___ Excerpted text

Friday, Jan. 31
- 95 Lawrence Road Rental Housing Task Force, 8 a.m., Town Hall
- Board of Assessors, 9:30 a.m., Town Hall
Wednesday, Feb. 5
- Conservation Commission, 4 p.m., Town Hall
Slow Progress for Wellfleet Rental Program
Wellfleet won’t be making it any simpler this year to build accessory dwelling units (A.D.U.s), also called mother-in-law apartments.
“But I do feel encouraged,” said Sharon Agger, who helped organize a meeting on Jan. 22 with Stefanie Cox, a consultant and Cape-wide housing advocate, the Wellfleet Local Housing Partnership, and the Wellfleet Planning Board to discuss a potential new A.D.U. bylaw. Cox has recommended the Cape Cod Commission’s model A.D.U. bylaw, which Truro and Provincetown have adopted with slight alterations.
Wellfleet’s planning board and the housing partnership, however, are reluctant to add another bylaw without first trying to strengthen or encourage more use of the current so-called Affordable A.D.U., Agger said.
The major difference between Wellfleet’s current bylaw and the model bylaw is that Wellfleet’s requires rentals to tenants who earn, at most, 120 percent of the area median income — up to $76,920 for one person. The rent charged is also restricted.
Wellfleet’s bylaw encourages homeowner participation by offering a tax break based on the valuation of the A.D.U. But Cox said the well-intended restrictions are not attractive to potential landlords, and thus not working to create more rental housing.

______
___ Entries

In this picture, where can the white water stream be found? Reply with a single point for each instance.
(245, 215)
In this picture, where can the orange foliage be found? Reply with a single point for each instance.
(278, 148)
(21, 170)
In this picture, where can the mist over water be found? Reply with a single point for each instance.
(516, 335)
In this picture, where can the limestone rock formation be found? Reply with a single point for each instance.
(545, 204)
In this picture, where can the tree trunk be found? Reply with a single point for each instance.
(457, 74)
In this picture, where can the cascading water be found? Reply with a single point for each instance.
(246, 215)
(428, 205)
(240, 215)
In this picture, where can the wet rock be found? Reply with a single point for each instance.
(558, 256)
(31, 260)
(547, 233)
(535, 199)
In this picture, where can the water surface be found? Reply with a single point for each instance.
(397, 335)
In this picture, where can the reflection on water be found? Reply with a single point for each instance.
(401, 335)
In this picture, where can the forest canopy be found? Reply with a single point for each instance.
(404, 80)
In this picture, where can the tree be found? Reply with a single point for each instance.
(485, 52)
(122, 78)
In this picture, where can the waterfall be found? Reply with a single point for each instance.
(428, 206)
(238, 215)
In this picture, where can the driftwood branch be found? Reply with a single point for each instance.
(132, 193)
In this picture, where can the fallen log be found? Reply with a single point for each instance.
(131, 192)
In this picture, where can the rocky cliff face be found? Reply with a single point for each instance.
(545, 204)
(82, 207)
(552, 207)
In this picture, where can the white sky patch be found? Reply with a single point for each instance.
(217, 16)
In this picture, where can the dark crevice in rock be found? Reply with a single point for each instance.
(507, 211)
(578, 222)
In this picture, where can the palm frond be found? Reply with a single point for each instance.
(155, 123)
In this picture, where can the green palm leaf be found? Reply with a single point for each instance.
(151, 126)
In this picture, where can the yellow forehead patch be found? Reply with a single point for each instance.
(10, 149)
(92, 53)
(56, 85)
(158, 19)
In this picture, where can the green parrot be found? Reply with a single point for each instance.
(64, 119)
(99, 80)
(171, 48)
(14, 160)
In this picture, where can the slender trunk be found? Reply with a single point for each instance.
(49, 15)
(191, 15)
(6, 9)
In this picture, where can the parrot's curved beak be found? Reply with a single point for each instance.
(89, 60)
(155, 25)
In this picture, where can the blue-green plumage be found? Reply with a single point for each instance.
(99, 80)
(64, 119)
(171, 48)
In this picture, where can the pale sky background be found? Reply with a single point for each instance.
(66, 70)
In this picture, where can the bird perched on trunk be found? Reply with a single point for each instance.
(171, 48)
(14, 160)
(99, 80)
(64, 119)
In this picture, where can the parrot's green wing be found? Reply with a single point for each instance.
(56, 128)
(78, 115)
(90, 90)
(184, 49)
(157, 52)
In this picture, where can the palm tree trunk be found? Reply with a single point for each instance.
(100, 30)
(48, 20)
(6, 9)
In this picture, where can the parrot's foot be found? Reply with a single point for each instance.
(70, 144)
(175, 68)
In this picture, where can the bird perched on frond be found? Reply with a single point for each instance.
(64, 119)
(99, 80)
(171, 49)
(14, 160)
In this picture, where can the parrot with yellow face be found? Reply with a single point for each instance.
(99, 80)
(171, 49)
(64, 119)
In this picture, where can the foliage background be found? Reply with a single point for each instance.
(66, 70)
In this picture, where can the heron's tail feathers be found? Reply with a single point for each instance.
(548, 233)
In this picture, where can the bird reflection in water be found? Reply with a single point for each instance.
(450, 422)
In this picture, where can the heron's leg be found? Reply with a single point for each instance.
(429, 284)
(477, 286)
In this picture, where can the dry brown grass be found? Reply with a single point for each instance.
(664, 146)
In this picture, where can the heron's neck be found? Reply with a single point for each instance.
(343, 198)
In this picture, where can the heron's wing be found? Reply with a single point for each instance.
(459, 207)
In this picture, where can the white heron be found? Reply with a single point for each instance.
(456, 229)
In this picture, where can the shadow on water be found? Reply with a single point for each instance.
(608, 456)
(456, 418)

______

Task: From the Wellfleet rental housing article above, quote verbatim the stretch from "Wellfleet’s planning board" through "A.D.U., Agger said.".

Output of the task:
Wellfleet’s planning board and the housing partnership, however, are reluctant to add another bylaw without first trying to strengthen or encourage more use of the current so-called Affordable A.D.U., Agger said.